_Problem_: Rewrite every row below, swapping each occurrence of "detector" for "locator" and leaving all other text unchanged.

_Records provided_:
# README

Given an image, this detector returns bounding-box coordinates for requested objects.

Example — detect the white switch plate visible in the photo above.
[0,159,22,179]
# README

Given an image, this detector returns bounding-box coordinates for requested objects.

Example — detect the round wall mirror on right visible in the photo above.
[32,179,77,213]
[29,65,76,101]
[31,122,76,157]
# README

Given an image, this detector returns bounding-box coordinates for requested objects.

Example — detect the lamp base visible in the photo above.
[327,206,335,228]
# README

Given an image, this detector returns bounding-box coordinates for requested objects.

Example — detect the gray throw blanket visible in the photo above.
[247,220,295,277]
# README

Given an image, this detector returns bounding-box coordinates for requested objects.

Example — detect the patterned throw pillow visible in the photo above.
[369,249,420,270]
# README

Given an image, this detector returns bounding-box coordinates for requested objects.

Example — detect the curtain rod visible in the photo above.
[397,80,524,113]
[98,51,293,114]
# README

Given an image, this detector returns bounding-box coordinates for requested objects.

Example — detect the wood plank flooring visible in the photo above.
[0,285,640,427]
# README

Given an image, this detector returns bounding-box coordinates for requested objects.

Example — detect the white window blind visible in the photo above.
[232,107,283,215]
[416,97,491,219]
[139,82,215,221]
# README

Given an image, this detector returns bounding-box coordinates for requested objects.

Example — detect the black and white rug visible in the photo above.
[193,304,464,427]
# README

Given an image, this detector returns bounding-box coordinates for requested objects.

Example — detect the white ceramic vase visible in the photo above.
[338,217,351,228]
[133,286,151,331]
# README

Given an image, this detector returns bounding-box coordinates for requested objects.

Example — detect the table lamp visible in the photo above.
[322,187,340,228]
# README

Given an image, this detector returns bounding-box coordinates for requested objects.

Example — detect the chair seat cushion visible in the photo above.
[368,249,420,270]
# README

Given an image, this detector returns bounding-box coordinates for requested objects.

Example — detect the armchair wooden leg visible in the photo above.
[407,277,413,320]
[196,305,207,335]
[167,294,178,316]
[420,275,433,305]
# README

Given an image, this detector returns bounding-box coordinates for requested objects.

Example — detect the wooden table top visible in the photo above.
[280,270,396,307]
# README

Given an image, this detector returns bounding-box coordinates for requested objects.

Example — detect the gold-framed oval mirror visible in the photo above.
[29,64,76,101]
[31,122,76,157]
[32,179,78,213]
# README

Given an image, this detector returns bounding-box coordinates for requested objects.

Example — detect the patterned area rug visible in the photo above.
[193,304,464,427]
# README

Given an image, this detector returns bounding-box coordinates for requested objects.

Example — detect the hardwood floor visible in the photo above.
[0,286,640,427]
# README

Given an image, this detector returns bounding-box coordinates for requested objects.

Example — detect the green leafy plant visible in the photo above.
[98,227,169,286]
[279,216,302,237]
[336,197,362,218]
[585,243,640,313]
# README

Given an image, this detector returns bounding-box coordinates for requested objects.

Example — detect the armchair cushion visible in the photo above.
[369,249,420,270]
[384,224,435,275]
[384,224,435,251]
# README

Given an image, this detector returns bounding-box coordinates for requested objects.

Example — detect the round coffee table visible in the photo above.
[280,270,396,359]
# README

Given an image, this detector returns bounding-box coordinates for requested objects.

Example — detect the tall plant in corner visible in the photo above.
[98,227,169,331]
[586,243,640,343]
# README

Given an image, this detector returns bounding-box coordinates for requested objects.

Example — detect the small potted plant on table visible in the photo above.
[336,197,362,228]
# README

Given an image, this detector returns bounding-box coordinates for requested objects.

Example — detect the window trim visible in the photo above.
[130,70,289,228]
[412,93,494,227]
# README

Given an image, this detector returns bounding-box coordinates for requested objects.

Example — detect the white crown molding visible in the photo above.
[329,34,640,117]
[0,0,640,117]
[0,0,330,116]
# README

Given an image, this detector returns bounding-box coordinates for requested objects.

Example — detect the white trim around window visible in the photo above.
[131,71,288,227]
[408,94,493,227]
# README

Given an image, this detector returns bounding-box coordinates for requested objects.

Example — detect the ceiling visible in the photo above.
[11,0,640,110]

_Reply_:
# README

Given an image, this locator returns bounding-box coordinates for requested objects.

Example — detect the white switch plate visible in the photo above.
[0,159,22,179]
# README

Given an image, this locator returns bounding-box coordinates for requested objects.

Example — detect the round wall mirror on right visible in the photo above.
[32,179,77,213]
[29,65,76,101]
[31,122,76,157]
# README

Given an image, this locator returns bounding-box coordinates for requested objects.

Example — detect the lamp base visible in the photo above.
[327,206,335,228]
# README

Given an image, this locator returns bounding-box coordinates for requested objects.

Example — detect the gray throw blanket visible in the photo above.
[247,220,295,277]
# README

Given an image, this locator returns bounding-box coordinates for requested objects.

Example — detect the patterned throw pillow visible in the photo above.
[369,249,420,270]
# README

Given an image, this locator returns bounding-box coordinates for requested objects.

Example — detect the curtain rod visible in the photo above.
[397,80,524,113]
[98,51,293,114]
# README

Given an image, this locator returns bounding-box coordinates for requested objects.

Example — detect the wood plank flooring visible in the photo above.
[0,285,640,427]
# README

Given an image, this locator returns bounding-box coordinates for requested objects.

Example — detect the white window blind visible in the photo above.
[232,107,283,215]
[416,97,491,219]
[139,82,215,221]
# README

Given an image, this locator returns bounding-box coordinates for requested objects.

Example — detect the black and white rug visible in the photo above.
[193,304,464,427]
# README

Given an image, this locator returns bounding-box coordinates for requested objects.

Example — detect the white ceramic vase visible in the photo above.
[338,217,351,228]
[133,286,151,331]
# README

Given an image, this locator returns bounding-box coordinates for requested objects.

Example — detect the table lamp visible in the photo above.
[322,187,340,228]
# README

Given an image, this locator returns bounding-box coordinates for requested objects.

Example — detect the chair seat cushion visible in the photo above.
[368,249,420,270]
# README

Given an image, this locator returns bounding-box coordinates for requested objects.

Example — detect the armchair wooden leg visible in the photo above.
[407,277,413,320]
[196,305,207,335]
[167,294,178,316]
[420,275,433,305]
# README

Given an image, this locator returns bounding-box coordinates for requested objects.

Example — detect the wooden table top visible in the photo above.
[280,270,396,307]
# README

Given an image, this locator returns bounding-box coordinates for requested objects.

Example — detect the gold-framed oval mirror visible in the photo above.
[29,64,76,101]
[31,122,76,157]
[32,179,78,213]
# README

Given an image, this locator returns bounding-box coordinates for requested objects.

Example — detect the patterned area rug visible in the photo above.
[193,304,464,427]
# README

Given an image, this locator returns bounding-box coordinates for requested objects.

Example — detect the hardwood floor visible in the photo above.
[0,286,640,427]
# README

Given an image, this locator returns bounding-box coordinates for requested objects.

Example — detect the green leafy plant visible in the photo above.
[98,227,169,286]
[279,216,302,237]
[336,197,362,218]
[585,243,640,313]
# README

Given an image, this locator returns bounding-box coordinates for requested objects.

Example — detect the armchair cushion visible in the photo above.
[369,249,420,270]
[384,224,435,275]
[384,224,435,251]
# README

Given an image, this locator returns bounding-box coordinates for requested objects.

Example — detect the round coffee table visible in the photo above.
[280,270,396,359]
# README

Given an image, this locator returns bounding-box coordinates for requested objects.

Example — detect the tall plant in corner visible in the photo above.
[98,227,169,331]
[586,243,640,343]
# README

Given an image, this locator returns bounding-box coordinates for requested objects.

Example — detect the small potted plant on table visible in the photo above.
[336,197,362,228]
# README

Given an image, this locator returns bounding-box coordinates for requested objects.

Example — detect the window trim visible in the photo above.
[130,70,289,228]
[412,93,494,227]
# README

Given an image, this locator returns bounding-box coordinates for requested objects.

Example — detect the white crown molding visible in the photo above.
[329,34,640,117]
[0,0,640,117]
[0,0,330,116]
# README

Given an image, this locator returns bounding-box coordinates for requested objects.

Example — detect the white trim around window visible in the photo above.
[131,71,288,227]
[408,94,493,227]
# README

Given an image, this locator returns bounding-box coordinates for requested objects.

Example — detect the ceiling visible in the photo above.
[11,0,640,110]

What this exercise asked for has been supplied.